### DATA FOR ANALYSIS ###

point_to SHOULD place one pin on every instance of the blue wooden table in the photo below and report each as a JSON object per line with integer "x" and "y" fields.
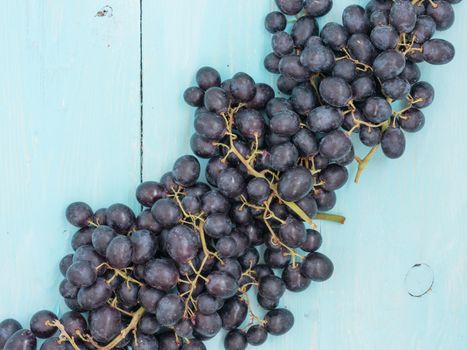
{"x": 73, "y": 128}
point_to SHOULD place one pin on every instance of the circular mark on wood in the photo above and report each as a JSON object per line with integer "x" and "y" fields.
{"x": 419, "y": 280}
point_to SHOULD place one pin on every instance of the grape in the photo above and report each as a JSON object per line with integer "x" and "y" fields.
{"x": 335, "y": 145}
{"x": 384, "y": 37}
{"x": 207, "y": 77}
{"x": 207, "y": 325}
{"x": 81, "y": 274}
{"x": 334, "y": 177}
{"x": 393, "y": 142}
{"x": 279, "y": 321}
{"x": 286, "y": 123}
{"x": 292, "y": 69}
{"x": 403, "y": 16}
{"x": 233, "y": 313}
{"x": 169, "y": 310}
{"x": 120, "y": 217}
{"x": 442, "y": 13}
{"x": 334, "y": 35}
{"x": 194, "y": 96}
{"x": 235, "y": 340}
{"x": 275, "y": 22}
{"x": 295, "y": 184}
{"x": 424, "y": 29}
{"x": 355, "y": 20}
{"x": 161, "y": 274}
{"x": 412, "y": 120}
{"x": 424, "y": 91}
{"x": 389, "y": 64}
{"x": 290, "y": 7}
{"x": 22, "y": 339}
{"x": 221, "y": 284}
{"x": 313, "y": 241}
{"x": 317, "y": 8}
{"x": 243, "y": 87}
{"x": 119, "y": 252}
{"x": 438, "y": 51}
{"x": 105, "y": 323}
{"x": 303, "y": 29}
{"x": 377, "y": 109}
{"x": 361, "y": 48}
{"x": 317, "y": 267}
{"x": 79, "y": 214}
{"x": 210, "y": 126}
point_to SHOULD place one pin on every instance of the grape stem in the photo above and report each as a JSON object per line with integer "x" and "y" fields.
{"x": 362, "y": 163}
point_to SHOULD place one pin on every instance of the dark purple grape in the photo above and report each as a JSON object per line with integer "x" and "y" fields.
{"x": 334, "y": 177}
{"x": 161, "y": 274}
{"x": 169, "y": 310}
{"x": 79, "y": 214}
{"x": 377, "y": 109}
{"x": 166, "y": 212}
{"x": 182, "y": 244}
{"x": 221, "y": 284}
{"x": 120, "y": 217}
{"x": 105, "y": 324}
{"x": 250, "y": 123}
{"x": 119, "y": 252}
{"x": 361, "y": 48}
{"x": 233, "y": 313}
{"x": 22, "y": 339}
{"x": 355, "y": 19}
{"x": 442, "y": 13}
{"x": 396, "y": 88}
{"x": 317, "y": 267}
{"x": 334, "y": 35}
{"x": 313, "y": 241}
{"x": 389, "y": 64}
{"x": 216, "y": 100}
{"x": 423, "y": 91}
{"x": 370, "y": 136}
{"x": 289, "y": 7}
{"x": 403, "y": 16}
{"x": 438, "y": 51}
{"x": 303, "y": 29}
{"x": 194, "y": 96}
{"x": 235, "y": 339}
{"x": 335, "y": 145}
{"x": 324, "y": 119}
{"x": 210, "y": 126}
{"x": 317, "y": 8}
{"x": 393, "y": 142}
{"x": 81, "y": 274}
{"x": 424, "y": 29}
{"x": 295, "y": 184}
{"x": 271, "y": 63}
{"x": 412, "y": 120}
{"x": 243, "y": 87}
{"x": 275, "y": 22}
{"x": 283, "y": 156}
{"x": 207, "y": 77}
{"x": 279, "y": 321}
{"x": 286, "y": 123}
{"x": 384, "y": 37}
{"x": 94, "y": 296}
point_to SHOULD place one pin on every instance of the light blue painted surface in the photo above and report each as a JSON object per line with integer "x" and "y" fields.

###

### AIM OF THE TASK
Where the line containing "point_to SHOULD place one pin on every instance of the dark" appears, start copying, and go on exactly through the last line of the data.

### RESULT OF THE EXERCISE
point_to SHOULD place one pin on every instance of the dark purple grape in the photo above and report each as a JSON object per line with integer "x" and "y" fields.
{"x": 334, "y": 177}
{"x": 161, "y": 274}
{"x": 169, "y": 310}
{"x": 79, "y": 214}
{"x": 377, "y": 109}
{"x": 166, "y": 212}
{"x": 182, "y": 244}
{"x": 221, "y": 284}
{"x": 120, "y": 217}
{"x": 105, "y": 324}
{"x": 250, "y": 123}
{"x": 119, "y": 252}
{"x": 361, "y": 48}
{"x": 233, "y": 313}
{"x": 22, "y": 339}
{"x": 355, "y": 19}
{"x": 442, "y": 13}
{"x": 396, "y": 88}
{"x": 317, "y": 267}
{"x": 334, "y": 35}
{"x": 313, "y": 241}
{"x": 389, "y": 64}
{"x": 216, "y": 100}
{"x": 423, "y": 91}
{"x": 370, "y": 136}
{"x": 289, "y": 7}
{"x": 403, "y": 16}
{"x": 438, "y": 51}
{"x": 303, "y": 29}
{"x": 194, "y": 96}
{"x": 235, "y": 339}
{"x": 335, "y": 145}
{"x": 324, "y": 119}
{"x": 210, "y": 126}
{"x": 317, "y": 8}
{"x": 393, "y": 142}
{"x": 81, "y": 274}
{"x": 424, "y": 29}
{"x": 295, "y": 184}
{"x": 271, "y": 63}
{"x": 412, "y": 120}
{"x": 243, "y": 87}
{"x": 275, "y": 22}
{"x": 283, "y": 156}
{"x": 207, "y": 77}
{"x": 279, "y": 321}
{"x": 286, "y": 123}
{"x": 384, "y": 37}
{"x": 94, "y": 296}
point_to SHOULD place one pin on every instance of the light blue painted surface in the photo above and report each as a JSON object per line with integer "x" and "y" fields.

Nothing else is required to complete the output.